** START **

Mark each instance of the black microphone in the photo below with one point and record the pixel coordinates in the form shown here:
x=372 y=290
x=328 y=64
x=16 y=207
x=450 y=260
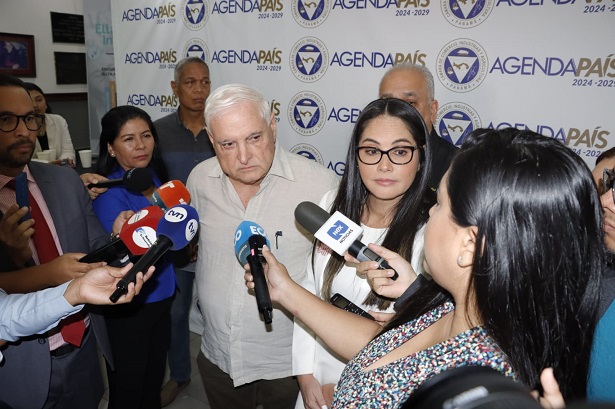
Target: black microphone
x=175 y=230
x=135 y=180
x=251 y=251
x=339 y=233
x=137 y=235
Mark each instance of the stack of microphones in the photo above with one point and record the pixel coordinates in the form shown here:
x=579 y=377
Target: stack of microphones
x=168 y=224
x=336 y=231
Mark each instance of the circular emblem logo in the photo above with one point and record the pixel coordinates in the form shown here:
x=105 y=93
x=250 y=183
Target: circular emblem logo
x=466 y=13
x=176 y=214
x=311 y=13
x=138 y=216
x=455 y=121
x=194 y=13
x=307 y=113
x=195 y=47
x=308 y=151
x=462 y=65
x=309 y=59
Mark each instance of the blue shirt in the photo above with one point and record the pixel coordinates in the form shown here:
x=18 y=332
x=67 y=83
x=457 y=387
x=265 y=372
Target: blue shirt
x=117 y=199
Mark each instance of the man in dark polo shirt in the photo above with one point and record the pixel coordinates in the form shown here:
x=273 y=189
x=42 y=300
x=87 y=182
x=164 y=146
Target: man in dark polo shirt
x=184 y=144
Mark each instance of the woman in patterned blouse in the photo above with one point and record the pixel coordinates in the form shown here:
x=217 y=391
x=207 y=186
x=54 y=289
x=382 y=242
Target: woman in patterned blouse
x=514 y=246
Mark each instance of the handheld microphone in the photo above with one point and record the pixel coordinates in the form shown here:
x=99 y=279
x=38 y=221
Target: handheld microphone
x=175 y=230
x=338 y=232
x=137 y=235
x=135 y=180
x=170 y=194
x=249 y=241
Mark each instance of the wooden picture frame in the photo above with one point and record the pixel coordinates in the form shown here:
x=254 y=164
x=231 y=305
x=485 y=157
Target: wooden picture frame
x=17 y=55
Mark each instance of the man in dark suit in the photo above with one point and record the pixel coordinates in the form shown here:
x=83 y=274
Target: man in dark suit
x=414 y=84
x=45 y=371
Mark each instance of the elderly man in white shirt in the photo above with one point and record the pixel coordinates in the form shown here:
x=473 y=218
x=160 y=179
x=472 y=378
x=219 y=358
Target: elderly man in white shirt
x=244 y=362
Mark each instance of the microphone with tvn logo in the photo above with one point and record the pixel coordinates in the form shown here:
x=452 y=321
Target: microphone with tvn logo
x=137 y=235
x=338 y=232
x=170 y=194
x=249 y=241
x=175 y=230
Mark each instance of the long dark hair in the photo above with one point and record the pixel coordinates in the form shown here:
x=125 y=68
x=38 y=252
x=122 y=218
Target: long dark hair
x=411 y=212
x=537 y=267
x=112 y=122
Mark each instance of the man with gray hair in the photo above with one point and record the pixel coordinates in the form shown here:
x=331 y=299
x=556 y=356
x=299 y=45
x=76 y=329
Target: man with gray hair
x=243 y=361
x=183 y=145
x=414 y=84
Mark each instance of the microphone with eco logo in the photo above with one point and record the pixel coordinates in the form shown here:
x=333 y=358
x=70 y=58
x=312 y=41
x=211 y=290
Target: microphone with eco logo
x=249 y=241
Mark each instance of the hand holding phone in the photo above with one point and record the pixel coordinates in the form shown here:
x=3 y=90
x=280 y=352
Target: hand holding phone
x=345 y=304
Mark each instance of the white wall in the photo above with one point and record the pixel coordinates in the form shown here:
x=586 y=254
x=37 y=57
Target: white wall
x=32 y=17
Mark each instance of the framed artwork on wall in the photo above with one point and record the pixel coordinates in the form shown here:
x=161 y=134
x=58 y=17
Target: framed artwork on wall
x=17 y=55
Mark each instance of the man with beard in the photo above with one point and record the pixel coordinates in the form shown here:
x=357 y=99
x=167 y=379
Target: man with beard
x=58 y=369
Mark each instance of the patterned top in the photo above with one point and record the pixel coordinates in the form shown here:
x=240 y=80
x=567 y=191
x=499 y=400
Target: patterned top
x=390 y=385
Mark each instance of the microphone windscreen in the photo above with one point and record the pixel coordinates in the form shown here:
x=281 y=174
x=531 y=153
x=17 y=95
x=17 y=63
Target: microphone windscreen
x=139 y=232
x=180 y=224
x=311 y=216
x=244 y=231
x=170 y=194
x=138 y=179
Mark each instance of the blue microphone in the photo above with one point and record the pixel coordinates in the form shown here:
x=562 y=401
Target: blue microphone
x=175 y=230
x=249 y=241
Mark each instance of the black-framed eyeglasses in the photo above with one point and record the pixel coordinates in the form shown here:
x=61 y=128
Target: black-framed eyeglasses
x=399 y=155
x=608 y=178
x=9 y=122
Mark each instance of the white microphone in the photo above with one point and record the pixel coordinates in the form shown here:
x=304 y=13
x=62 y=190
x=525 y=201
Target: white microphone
x=338 y=232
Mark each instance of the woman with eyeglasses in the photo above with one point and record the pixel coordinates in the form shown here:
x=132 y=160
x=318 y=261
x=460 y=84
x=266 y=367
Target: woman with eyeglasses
x=384 y=189
x=54 y=133
x=516 y=265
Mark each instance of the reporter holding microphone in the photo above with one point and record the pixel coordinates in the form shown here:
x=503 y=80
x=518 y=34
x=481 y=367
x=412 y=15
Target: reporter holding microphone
x=139 y=332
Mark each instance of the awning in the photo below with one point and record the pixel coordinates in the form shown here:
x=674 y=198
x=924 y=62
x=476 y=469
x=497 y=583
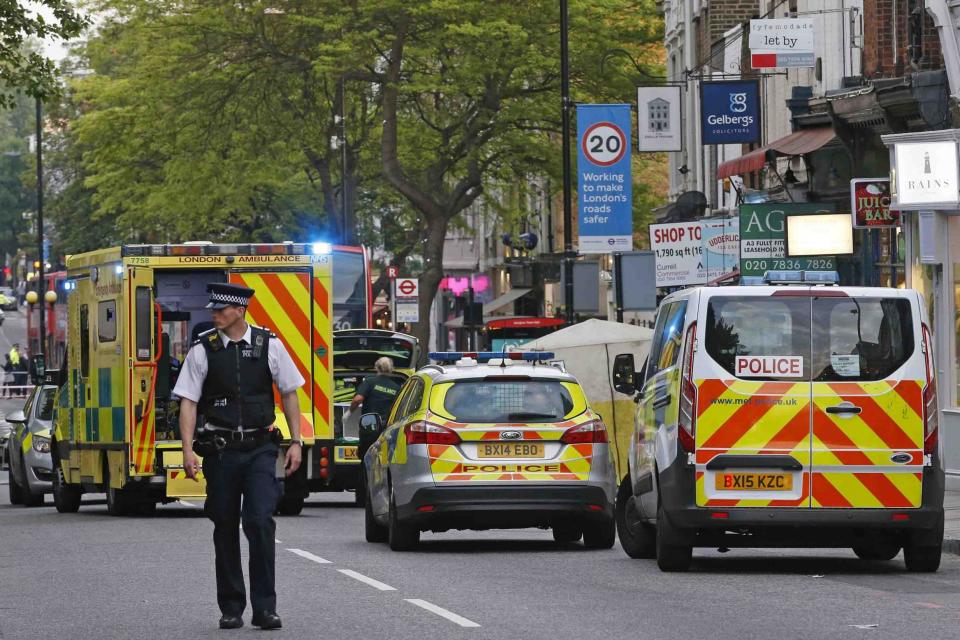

** END **

• [WHAT TO WORK ON] Reproduce all of the lines above word for word, leaving out the pictures.

• [EXPECTED ANSWER]
Mark each instance of the black microphone in the photo below with one point and record the pixel coordinates in the form shown here:
x=372 y=290
x=328 y=64
x=16 y=207
x=450 y=260
Target: black microphone
x=175 y=230
x=135 y=180
x=251 y=251
x=339 y=233
x=137 y=235
Mark each instance of the stack of microphones in the photo above with one point and record the pixel coordinates in the form shown here:
x=579 y=377
Target: stack of microphones
x=168 y=224
x=336 y=231
Mark each instance of the circular emblem logo in the photo above with one point and record the pixel coordinates in the form shown here:
x=105 y=93
x=250 y=183
Target: circular emblem logo
x=466 y=13
x=176 y=214
x=311 y=13
x=138 y=216
x=455 y=121
x=194 y=13
x=307 y=113
x=195 y=47
x=308 y=151
x=462 y=65
x=309 y=59
Mark each instance of the blue shirt in the photo above with one point and record the pixel coordinates in the form shown here:
x=18 y=332
x=67 y=83
x=457 y=387
x=265 y=372
Target: blue shirt
x=117 y=199
Mark each instance of the man in dark polo shirt in the photo above with one point and record the pixel coordinates in the form shown here:
x=273 y=189
x=42 y=300
x=87 y=182
x=164 y=146
Target: man in dark polo shirt
x=184 y=144
Mark each instance of the woman in patterned blouse in the photo above with one point and record the pixel coordinates in the form shown here:
x=217 y=391
x=207 y=186
x=54 y=289
x=382 y=242
Target: woman in patterned blouse
x=514 y=246
Mark each instance of the handheld microphone in the photo above with one point and record the pixel coordinates in the form shown here:
x=99 y=279
x=38 y=221
Target: handheld microphone
x=175 y=230
x=338 y=232
x=137 y=235
x=135 y=180
x=170 y=194
x=249 y=241
Mark each instance of the wooden picture frame in the photo above with one point and record the pixel coordinates in the form shown here:
x=254 y=164
x=231 y=305
x=485 y=157
Target: wooden picture frame
x=17 y=55
Mark each instance of the man in dark suit in the photo above with one point and record the pixel coordinates in the form shown here:
x=83 y=274
Target: man in dark suit
x=414 y=84
x=45 y=371
Mark each instance of the elderly man in white shirt in the photo above with one point and record the pixel coordinates in the form shown here:
x=473 y=218
x=160 y=179
x=472 y=378
x=219 y=358
Target: elderly man in white shirt
x=244 y=362
Mark each instance of the microphone with tvn logo in the photo above with one point and record the pixel coordinates in the form shown here:
x=452 y=321
Target: microphone with tvn logo
x=137 y=235
x=338 y=232
x=170 y=194
x=249 y=241
x=175 y=230
Mark each instance of the long dark hair in the photo above with one point and record the pixel coordinates in the form shown here:
x=125 y=68
x=38 y=252
x=122 y=218
Target: long dark hair
x=411 y=212
x=537 y=267
x=112 y=122
Mark each instance of the man with gray hair in the photo above with one point and record the pixel coordinates in the form shown here:
x=331 y=299
x=556 y=356
x=299 y=45
x=76 y=329
Target: man with gray hair
x=243 y=361
x=183 y=145
x=414 y=84
Mark each instance of the microphone with eco logo in the photo above with one point and record the pixel coordinates in the form shown here:
x=333 y=358
x=70 y=58
x=312 y=41
x=211 y=290
Target: microphone with eco logo
x=249 y=241
Mark each instance of the hand holding phone in the photo above with one point and record the pixel coordinates in the form shown here:
x=3 y=90
x=280 y=352
Target: hand holding phone
x=345 y=304
Mark each instance of the white wall in the photo above with one point and record the pixel coordinates in the form shown here:
x=586 y=254
x=37 y=57
Target: white wall
x=32 y=17
Mark each instance of the framed artwork on wall in the photo above with one point and record the pixel coordinates in the form shown here:
x=161 y=134
x=58 y=17
Target: framed artwork on wall
x=17 y=55
Mark each instance of the man with beard in the photo above with one point and record the pixel coordinates in the form shown here:
x=357 y=99
x=167 y=379
Target: man with beard
x=58 y=369
Mark each instance of the patterned top in the photo above with one point and record the pixel coordinates in the form shown here:
x=240 y=80
x=567 y=191
x=499 y=400
Target: patterned top
x=390 y=385
Mark each instance of the microphone windscreen in the photo above with one point and record the pixel coordinates in the form shown here:
x=281 y=174
x=531 y=153
x=17 y=95
x=17 y=63
Target: microphone windscreen
x=139 y=232
x=180 y=224
x=311 y=216
x=244 y=231
x=170 y=194
x=138 y=179
Mark each instance of the blue microphone in the photo above with one point and record the pixel coordinates in the form shown here:
x=562 y=401
Target: blue microphone
x=175 y=230
x=249 y=241
Mark each instance of the black-framed eyeglasses in the photo above with one point and record the pixel coordinates in the form shown here:
x=61 y=128
Target: black-framed eyeglasses
x=399 y=155
x=608 y=178
x=9 y=122
Mark each instance of the white microphone in the photo above with one point and record the pixel coordinates in the form shown here:
x=304 y=13
x=62 y=190
x=525 y=201
Target: white microphone
x=338 y=232
Mark each instance of the woman with eyeglasses in the photo above with one point and record the pixel coordinates in the form shown here:
x=132 y=160
x=318 y=261
x=460 y=84
x=266 y=367
Target: woman with eyeglasses
x=384 y=189
x=54 y=133
x=516 y=265
Mark each instance of the reporter holding microphone in the photo above with one point and record the pixel coordinates in the form shown here:
x=503 y=80
x=518 y=34
x=481 y=367
x=412 y=15
Target: reporter holding microphone
x=139 y=332
Mark each instance of the awning in the photo below with one point and record the pixel coordinates in the form shown here:
x=674 y=198
x=924 y=62
x=476 y=469
x=497 y=583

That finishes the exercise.